WORK TASK:
From the line containing "of the beige" down to the last line of the records below, restate each line word for word and leave out the rest.

Records drawn from a dataset:
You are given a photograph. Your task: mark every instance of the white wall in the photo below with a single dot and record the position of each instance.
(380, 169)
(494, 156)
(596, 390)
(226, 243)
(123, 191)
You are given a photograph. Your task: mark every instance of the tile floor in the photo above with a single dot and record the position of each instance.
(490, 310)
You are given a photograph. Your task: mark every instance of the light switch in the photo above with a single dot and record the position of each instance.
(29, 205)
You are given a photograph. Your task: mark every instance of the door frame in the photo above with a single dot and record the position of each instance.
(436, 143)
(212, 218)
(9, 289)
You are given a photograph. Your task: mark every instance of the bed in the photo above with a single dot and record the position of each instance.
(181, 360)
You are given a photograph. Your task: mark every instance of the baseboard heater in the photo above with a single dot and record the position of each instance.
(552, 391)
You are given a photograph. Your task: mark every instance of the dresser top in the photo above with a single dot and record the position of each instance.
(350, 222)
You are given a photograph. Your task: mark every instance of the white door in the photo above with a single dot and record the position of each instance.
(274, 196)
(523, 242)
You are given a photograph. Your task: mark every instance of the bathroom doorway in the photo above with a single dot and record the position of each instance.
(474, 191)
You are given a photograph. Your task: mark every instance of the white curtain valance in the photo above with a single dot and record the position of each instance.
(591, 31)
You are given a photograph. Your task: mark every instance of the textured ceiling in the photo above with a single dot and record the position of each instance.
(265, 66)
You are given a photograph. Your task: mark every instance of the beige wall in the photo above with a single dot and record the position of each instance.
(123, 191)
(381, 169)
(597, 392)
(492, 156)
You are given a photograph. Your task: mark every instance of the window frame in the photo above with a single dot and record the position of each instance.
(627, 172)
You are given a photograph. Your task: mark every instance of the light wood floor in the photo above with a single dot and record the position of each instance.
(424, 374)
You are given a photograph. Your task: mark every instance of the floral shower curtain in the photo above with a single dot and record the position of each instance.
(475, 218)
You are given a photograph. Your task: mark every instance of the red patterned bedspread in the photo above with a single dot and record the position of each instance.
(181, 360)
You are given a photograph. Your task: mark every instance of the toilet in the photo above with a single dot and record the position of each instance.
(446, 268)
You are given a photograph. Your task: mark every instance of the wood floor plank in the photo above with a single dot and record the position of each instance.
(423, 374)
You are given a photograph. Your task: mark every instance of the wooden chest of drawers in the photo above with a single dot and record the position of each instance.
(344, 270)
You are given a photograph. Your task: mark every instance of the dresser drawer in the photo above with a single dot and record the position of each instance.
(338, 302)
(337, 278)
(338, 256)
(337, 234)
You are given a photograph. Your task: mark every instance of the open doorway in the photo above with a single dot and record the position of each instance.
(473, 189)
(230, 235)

COMPLETED EXERCISE:
You are given a photograph. Your task: mark every instance of the beige wall in the photo above with a single dot and record the position of each instance.
(123, 191)
(381, 169)
(597, 392)
(492, 156)
You are given a photograph. Your task: mark every instance of the window frame in the photo above with a single dot and record the position of each instance.
(627, 172)
You are given a photograph. Your task: mark every instance of the light wood floor in the photo above with a single dot and record the position of each instance.
(424, 374)
You are given a photograph. Your task: mark every instance of the floral shower curtain in the photo above with a single dot and record the position of each instance.
(475, 218)
You are given a photograph. Your task: mark every instance of the red patterned bedspread in the photo above with a single dot and record the position of each instance.
(181, 360)
You are given a photograph. Your task: mark every instance of the toilet in the photo above with a single dot and record the position of each instance.
(446, 268)
You are given a photograph. Your task: mark every instance of the wood floor plank in the photo above with a single dot and record the position of each instance.
(423, 374)
You are given a photograph. Your task: mark every instance of the wooden chest of drawers in the photo above with a single dot and record the position of each instance.
(344, 270)
You are given a photograph. Your task: mark every instance of the dresser drawer in the photo above with a single dot and record the position of each instance.
(338, 302)
(337, 278)
(338, 256)
(337, 234)
You are given a photograph. Your task: mark every instance of the open doorway in the photo above with a single dot and record the position of each instance.
(473, 189)
(230, 235)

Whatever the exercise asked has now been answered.